## Requirements
Copy every one of the rows below word for word, leaving each line unchanged.

## Entries provided

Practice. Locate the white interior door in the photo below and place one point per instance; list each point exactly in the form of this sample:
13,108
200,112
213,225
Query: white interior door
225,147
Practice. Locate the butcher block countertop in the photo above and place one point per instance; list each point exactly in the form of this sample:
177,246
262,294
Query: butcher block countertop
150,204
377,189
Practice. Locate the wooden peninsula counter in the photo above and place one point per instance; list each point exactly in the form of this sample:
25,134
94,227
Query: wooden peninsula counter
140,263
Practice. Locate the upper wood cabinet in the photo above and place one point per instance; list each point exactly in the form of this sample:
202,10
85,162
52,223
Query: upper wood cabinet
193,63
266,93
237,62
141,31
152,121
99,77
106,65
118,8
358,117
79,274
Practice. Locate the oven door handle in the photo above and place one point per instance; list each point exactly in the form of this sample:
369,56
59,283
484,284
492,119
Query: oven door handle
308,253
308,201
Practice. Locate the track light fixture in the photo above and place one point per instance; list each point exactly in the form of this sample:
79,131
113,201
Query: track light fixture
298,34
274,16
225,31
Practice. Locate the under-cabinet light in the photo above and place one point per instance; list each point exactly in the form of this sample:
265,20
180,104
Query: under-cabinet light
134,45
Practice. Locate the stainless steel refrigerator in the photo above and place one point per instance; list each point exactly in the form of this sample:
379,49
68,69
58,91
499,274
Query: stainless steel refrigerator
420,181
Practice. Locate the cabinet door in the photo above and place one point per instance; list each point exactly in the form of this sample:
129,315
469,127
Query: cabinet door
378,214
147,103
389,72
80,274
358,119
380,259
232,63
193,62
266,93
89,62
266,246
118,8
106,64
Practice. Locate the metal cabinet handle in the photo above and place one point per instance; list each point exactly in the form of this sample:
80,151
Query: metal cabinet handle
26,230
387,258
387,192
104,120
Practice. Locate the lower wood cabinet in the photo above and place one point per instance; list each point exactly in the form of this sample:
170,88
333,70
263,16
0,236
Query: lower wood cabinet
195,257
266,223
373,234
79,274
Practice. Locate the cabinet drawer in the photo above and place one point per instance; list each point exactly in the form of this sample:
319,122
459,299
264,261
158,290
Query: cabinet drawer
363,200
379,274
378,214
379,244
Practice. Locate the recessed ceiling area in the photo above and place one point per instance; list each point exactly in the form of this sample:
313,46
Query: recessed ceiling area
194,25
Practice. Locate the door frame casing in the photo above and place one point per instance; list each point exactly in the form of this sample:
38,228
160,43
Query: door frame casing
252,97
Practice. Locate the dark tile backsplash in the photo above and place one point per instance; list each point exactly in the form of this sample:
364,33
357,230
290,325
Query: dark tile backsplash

## Task answer
Practice. Locate the white interior door in the photo below and place one point per instance; list each point exactly in the form of this sample:
13,108
200,112
213,225
Query: white interior door
225,147
Practice. Locate the butcher block countertop in the photo above and place one point per instance; list each point exactly in the form of this sample:
177,246
262,294
Query: butcher block countertop
150,204
377,189
Practice. Locate the wooden peninsula counter in the photo above and place one point per instance; list each point exactly in the form of this sample:
25,134
94,227
Query: wooden peninsula counter
140,263
Practice. Locate the upper wood cabinet in the photo above and place one point per instance; list each point exactly in the form of this sample:
202,10
85,162
52,223
Query: upper wood cabinet
193,63
266,93
237,62
141,31
152,121
99,77
106,65
118,8
358,117
79,274
Practice. Locate the oven door handle in the photo above and place one point per instance; list each point exactly in the form of this sample:
369,56
59,283
484,284
492,119
Query: oven door handle
308,253
308,201
Practice. Locate the track light fixture in the photo above and place one point per instance; list each point exactly in the form of this sample:
79,131
113,201
Query: track light fixture
298,34
274,16
225,31
Practice. Locate the under-cabinet light in the photo above and place one point per instance; list each point exactly in the form of this sample:
265,20
180,104
Query: under-cabinet light
134,45
Practice. Locate the stainless steel refrigerator in the photo above and place one point per instance; list each point exactly in the form of this sample:
379,49
68,69
58,91
499,274
Query: stainless steel refrigerator
420,181
Practice. Locate the cabinet door in the photo above and place one point per instance; list each point exactly in the form of this sample:
129,315
469,127
Query: cabinet door
378,214
147,103
389,72
80,274
358,119
380,259
232,63
193,62
266,93
89,62
266,246
118,8
106,64
Practice. Locate the metal cabinet handle in the photo above and place one point per instance; list each point exactly in the form of this sample:
80,151
Query: metal cabinet handle
26,230
387,258
387,192
104,120
Practice. Locate the lower wood cabinet in the photo above and place one point per instance; list each point exactly in the form of this sample:
170,88
333,70
263,16
0,236
Query: lower wood cabinet
195,257
266,223
373,234
79,274
Practice. Locate the cabinet drawer in the photo above and place one point per instance; list each point exactly in the form of this sample:
319,122
459,299
264,261
158,290
Query: cabinet drawer
363,200
379,274
378,214
379,244
Practice. Locate the recessed ceiling area in the photo above and place one point per instance; list each point exactly in the form of this sample:
313,46
Query: recessed ceiling area
194,25
Practice. Locate the door frame casing in the photo above and place one point per instance; list each point exactly in the form of this sample:
38,228
160,43
Query: door frame casing
252,97
Practice. Locate the dark tile backsplash in the photo above and place one point per instance; list each point exactly in the form of this sample:
364,33
357,230
290,325
Query: dark tile backsplash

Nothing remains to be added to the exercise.